BRIEF = All of the data below must be repeated exactly.
....
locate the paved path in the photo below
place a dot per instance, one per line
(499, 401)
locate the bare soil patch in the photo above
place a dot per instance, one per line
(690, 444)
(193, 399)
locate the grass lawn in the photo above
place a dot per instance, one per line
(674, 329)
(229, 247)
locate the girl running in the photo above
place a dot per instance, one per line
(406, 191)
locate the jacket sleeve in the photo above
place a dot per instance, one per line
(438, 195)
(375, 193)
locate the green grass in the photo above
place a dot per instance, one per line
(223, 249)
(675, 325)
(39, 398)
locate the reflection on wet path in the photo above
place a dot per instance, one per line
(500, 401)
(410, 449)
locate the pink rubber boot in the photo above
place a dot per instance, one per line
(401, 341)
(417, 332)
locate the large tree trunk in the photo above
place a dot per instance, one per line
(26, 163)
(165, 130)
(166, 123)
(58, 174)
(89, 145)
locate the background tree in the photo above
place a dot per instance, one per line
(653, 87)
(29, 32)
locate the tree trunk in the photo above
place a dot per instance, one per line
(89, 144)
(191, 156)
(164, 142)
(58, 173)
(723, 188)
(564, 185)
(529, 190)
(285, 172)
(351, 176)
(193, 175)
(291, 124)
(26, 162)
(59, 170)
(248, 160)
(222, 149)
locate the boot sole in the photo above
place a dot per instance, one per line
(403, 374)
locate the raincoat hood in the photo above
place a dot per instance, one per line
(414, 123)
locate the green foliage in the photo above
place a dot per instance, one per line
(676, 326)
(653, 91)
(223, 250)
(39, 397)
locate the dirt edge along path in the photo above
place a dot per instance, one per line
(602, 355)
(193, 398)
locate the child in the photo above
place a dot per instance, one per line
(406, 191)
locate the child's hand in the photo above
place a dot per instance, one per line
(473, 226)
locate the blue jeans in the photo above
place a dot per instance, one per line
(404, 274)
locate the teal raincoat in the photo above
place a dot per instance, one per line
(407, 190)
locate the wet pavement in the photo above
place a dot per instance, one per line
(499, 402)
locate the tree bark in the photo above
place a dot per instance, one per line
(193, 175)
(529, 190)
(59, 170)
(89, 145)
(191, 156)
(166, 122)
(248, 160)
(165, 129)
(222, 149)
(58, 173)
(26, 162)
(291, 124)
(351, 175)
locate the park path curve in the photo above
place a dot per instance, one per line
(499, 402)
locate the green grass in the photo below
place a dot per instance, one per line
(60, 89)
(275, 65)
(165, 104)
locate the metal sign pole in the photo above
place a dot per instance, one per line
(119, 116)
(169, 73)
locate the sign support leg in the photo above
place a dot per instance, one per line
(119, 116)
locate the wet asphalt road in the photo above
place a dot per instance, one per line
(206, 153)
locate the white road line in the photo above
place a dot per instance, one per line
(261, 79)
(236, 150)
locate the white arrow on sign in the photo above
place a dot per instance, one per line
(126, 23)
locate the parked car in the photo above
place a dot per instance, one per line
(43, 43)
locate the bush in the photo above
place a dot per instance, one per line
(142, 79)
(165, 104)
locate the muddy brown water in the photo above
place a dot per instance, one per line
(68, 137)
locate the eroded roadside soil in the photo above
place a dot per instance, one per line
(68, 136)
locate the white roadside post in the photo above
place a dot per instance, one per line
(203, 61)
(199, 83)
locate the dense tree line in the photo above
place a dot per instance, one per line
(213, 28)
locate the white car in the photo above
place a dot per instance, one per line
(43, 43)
....
ANSWER FOR THE TASK =
locate the paved path in the photo below
place a dot per instance, one per line
(499, 401)
locate the bare soil patch in the photo above
place a dot per instance, one per line
(690, 444)
(193, 399)
locate the grass lawn in the photo above
place a dot per instance, one per line
(674, 329)
(229, 247)
locate the girl running in the photo above
place a dot per instance, one per line
(406, 191)
locate the jacket sleeve in the photo above
place a dot per instance, one per line
(438, 195)
(375, 193)
locate the green grass in the photo above
place a dot per instance, one per line
(223, 249)
(675, 325)
(39, 398)
locate the reflection on wet path in the photo above
place a dot per instance, one per line
(500, 401)
(410, 449)
locate the pink rubber boot in the photo above
place a dot per instance, one per line
(401, 341)
(417, 332)
locate the large tree trunk in the photo above
place a dot per instance, one per line
(26, 163)
(165, 130)
(166, 123)
(58, 174)
(89, 145)
locate the background tree in the photo above
place a dot per instance, one per line
(653, 87)
(29, 32)
locate the tree trunk in the photo above
place a dot per instance, one per line
(89, 144)
(191, 156)
(164, 142)
(58, 173)
(723, 188)
(564, 185)
(529, 190)
(285, 172)
(351, 176)
(193, 175)
(291, 124)
(26, 162)
(59, 170)
(248, 160)
(222, 149)
locate the boot sole in the photo above
place a dot per instance, one per line
(403, 374)
locate the raincoat hood in the photo above
place a dot per instance, one per line
(414, 123)
locate the green foliage in the photo above
place a dot per instance, one per line
(676, 326)
(653, 91)
(223, 250)
(39, 397)
locate the dirt edge along path in the photo above
place a dot per instance, one per line
(602, 355)
(193, 398)
locate the child in the photo above
place a dot per instance, one per line
(406, 191)
locate the child's hand in the photo above
place a dot per instance, one per line
(473, 226)
locate the blue jeans in the photo above
place a dot per instance, one per line
(404, 274)
locate the teal raincoat in the photo above
place a dot per instance, one per line
(407, 190)
locate the wet pavement in the photo above
place a dot per instance, one per line
(499, 402)
locate the tree bark in the photo above
place a dot per instance, one per line
(193, 175)
(529, 190)
(59, 170)
(89, 145)
(191, 156)
(166, 122)
(248, 160)
(165, 129)
(222, 149)
(58, 173)
(26, 162)
(291, 124)
(351, 175)
locate the park path curve in the photo above
place a dot per instance, one per line
(499, 402)
locate the green grass in the photo below
place a dot per instance, one per line
(60, 89)
(275, 65)
(165, 104)
locate the metal sign pole in the photo above
place a dot per instance, one per line
(119, 116)
(169, 73)
locate the sign support leg in the photo above
place a dot per instance, one per line
(119, 116)
locate the wet asphalt road in the photo above
place a dot per instance, one per line
(206, 153)
locate the white road line in the photo above
place a dot per instance, one per line
(261, 79)
(236, 150)
locate the white arrow on sign in the photo above
place a dot per instance, one per line
(126, 23)
locate the parked car in the photo above
place a dot per instance, one per line
(43, 43)
locate the bush in the photo above
place a dot per instance, one per line
(142, 79)
(165, 104)
locate the muddy brown water in the photo above
place a dot per instance, one per line
(68, 137)
locate the eroded roadside soil in the photo above
place a dot per instance, one per line
(68, 136)
locate the white roadside post in the photo above
place a dot per instance, one per line
(203, 61)
(199, 83)
locate the dense tree line in the photo above
place a dot per instance, one per line
(213, 28)
locate the white car in the photo above
place a dot per instance, one per line
(43, 43)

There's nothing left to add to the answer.